▶ What you are asked to do: Go through the data and retrieve each line that includes the string "patch".

[Stored dataset items]
[Start of section]
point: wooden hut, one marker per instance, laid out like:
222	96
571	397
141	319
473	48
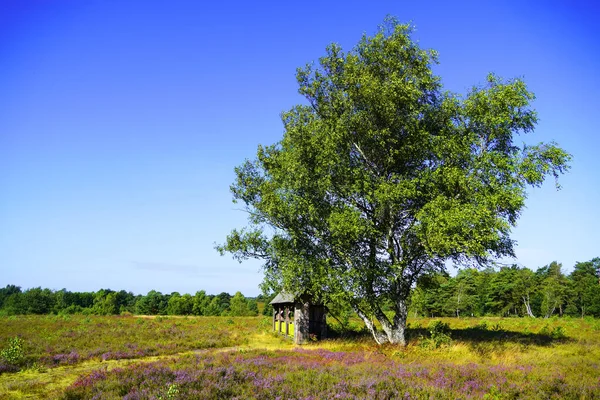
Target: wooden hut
295	316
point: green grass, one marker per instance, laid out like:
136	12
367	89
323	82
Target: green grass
502	358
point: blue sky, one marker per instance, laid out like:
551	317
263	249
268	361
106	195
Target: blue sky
120	125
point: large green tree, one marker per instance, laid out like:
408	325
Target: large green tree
382	176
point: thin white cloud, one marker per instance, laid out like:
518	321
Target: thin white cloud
165	267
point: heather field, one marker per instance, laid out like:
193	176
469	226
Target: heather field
131	357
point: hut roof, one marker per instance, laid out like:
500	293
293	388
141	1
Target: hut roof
283	297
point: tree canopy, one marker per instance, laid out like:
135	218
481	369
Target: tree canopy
382	176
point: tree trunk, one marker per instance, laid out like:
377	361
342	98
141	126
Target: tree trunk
528	306
392	332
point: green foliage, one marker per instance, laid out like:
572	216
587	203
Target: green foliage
384	177
13	353
439	334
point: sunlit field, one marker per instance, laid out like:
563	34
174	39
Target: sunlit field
131	357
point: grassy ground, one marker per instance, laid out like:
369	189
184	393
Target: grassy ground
202	357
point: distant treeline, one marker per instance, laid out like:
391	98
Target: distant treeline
14	301
511	291
508	291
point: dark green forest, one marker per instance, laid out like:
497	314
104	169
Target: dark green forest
14	301
505	291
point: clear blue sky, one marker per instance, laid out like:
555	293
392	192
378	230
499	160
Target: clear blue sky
121	123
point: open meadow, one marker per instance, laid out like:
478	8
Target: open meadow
131	357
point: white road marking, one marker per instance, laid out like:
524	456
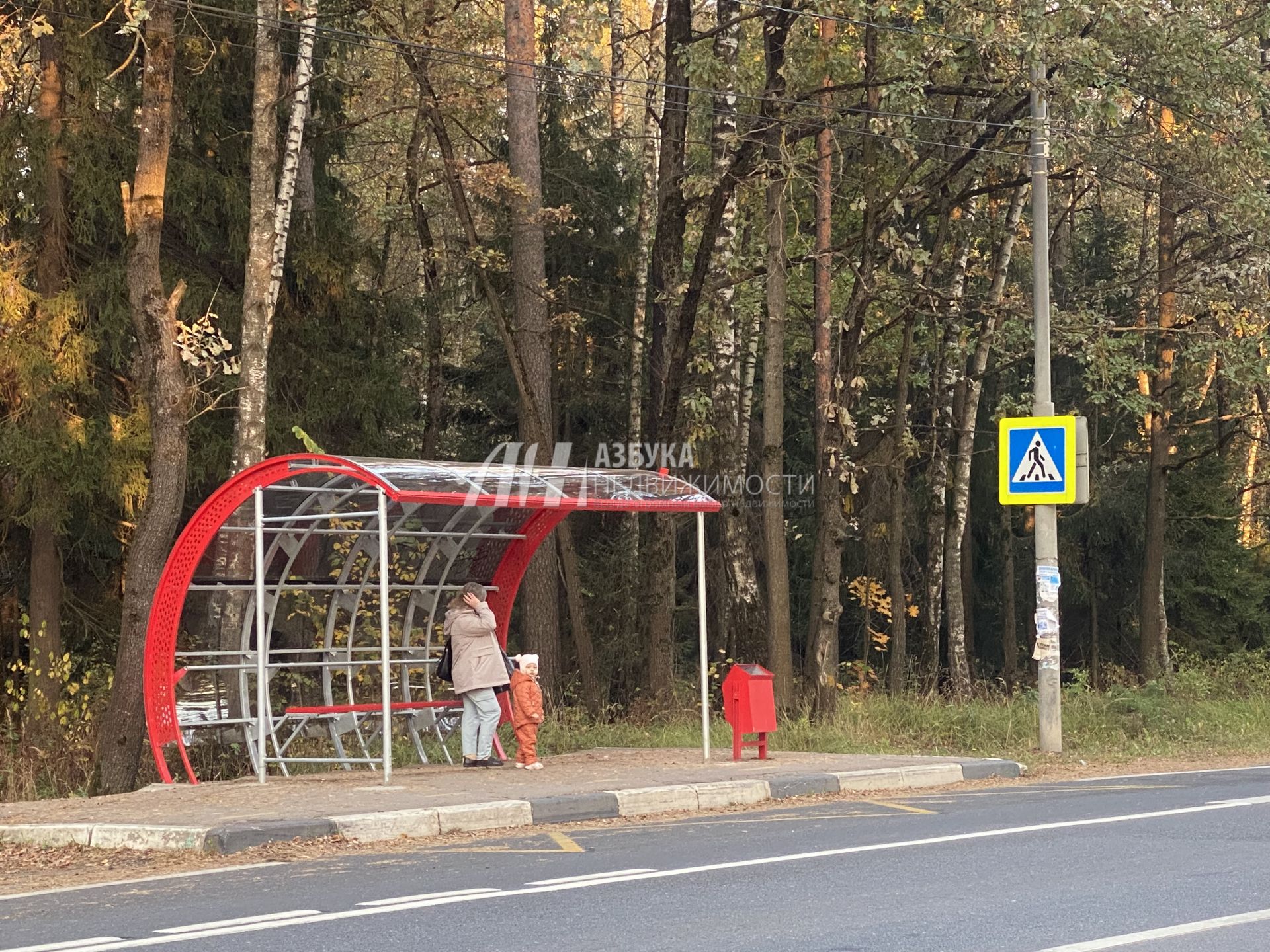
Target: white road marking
427	895
142	879
657	875
1242	801
588	876
73	943
243	920
1173	774
1165	933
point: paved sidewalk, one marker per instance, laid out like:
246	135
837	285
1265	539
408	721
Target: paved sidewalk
423	801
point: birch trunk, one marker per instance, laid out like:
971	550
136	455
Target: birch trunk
646	215
531	333
249	424
1151	611
943	393
665	273
780	649
740	603
954	592
616	65
822	656
160	379
433	387
897	673
291	155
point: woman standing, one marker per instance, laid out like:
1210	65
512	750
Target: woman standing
478	669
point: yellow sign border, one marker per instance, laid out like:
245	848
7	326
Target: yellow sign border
1007	426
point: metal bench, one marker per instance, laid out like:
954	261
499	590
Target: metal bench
444	719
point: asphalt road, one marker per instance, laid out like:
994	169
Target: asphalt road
1164	863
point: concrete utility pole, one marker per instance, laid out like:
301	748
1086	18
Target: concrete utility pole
1043	404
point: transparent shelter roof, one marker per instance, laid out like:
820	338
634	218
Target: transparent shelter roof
534	488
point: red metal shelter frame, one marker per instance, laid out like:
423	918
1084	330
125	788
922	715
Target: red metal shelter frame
484	522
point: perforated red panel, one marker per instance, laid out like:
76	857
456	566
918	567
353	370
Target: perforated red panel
160	683
511	571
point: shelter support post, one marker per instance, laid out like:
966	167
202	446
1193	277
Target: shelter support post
385	672
262	676
701	635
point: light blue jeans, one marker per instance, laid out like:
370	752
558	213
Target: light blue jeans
480	721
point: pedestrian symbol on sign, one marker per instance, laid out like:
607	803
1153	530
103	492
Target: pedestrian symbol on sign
1038	460
1037	465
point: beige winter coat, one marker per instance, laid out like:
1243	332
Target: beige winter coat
478	660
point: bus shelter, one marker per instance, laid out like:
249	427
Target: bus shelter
304	600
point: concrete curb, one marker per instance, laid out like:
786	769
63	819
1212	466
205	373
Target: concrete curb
507	814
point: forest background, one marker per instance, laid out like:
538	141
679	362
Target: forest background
793	238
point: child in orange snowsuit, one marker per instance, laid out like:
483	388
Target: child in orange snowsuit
526	711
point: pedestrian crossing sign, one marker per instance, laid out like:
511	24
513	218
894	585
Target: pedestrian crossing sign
1038	460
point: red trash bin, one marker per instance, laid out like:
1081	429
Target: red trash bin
749	707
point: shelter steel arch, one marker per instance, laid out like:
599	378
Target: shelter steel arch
393	537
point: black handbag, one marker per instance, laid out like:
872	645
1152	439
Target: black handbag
511	668
446	664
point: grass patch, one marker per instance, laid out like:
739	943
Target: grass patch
[End of section]
▶ Solved problem:
point: grass patch, one marker per instance, laid out like:
Target: grass patch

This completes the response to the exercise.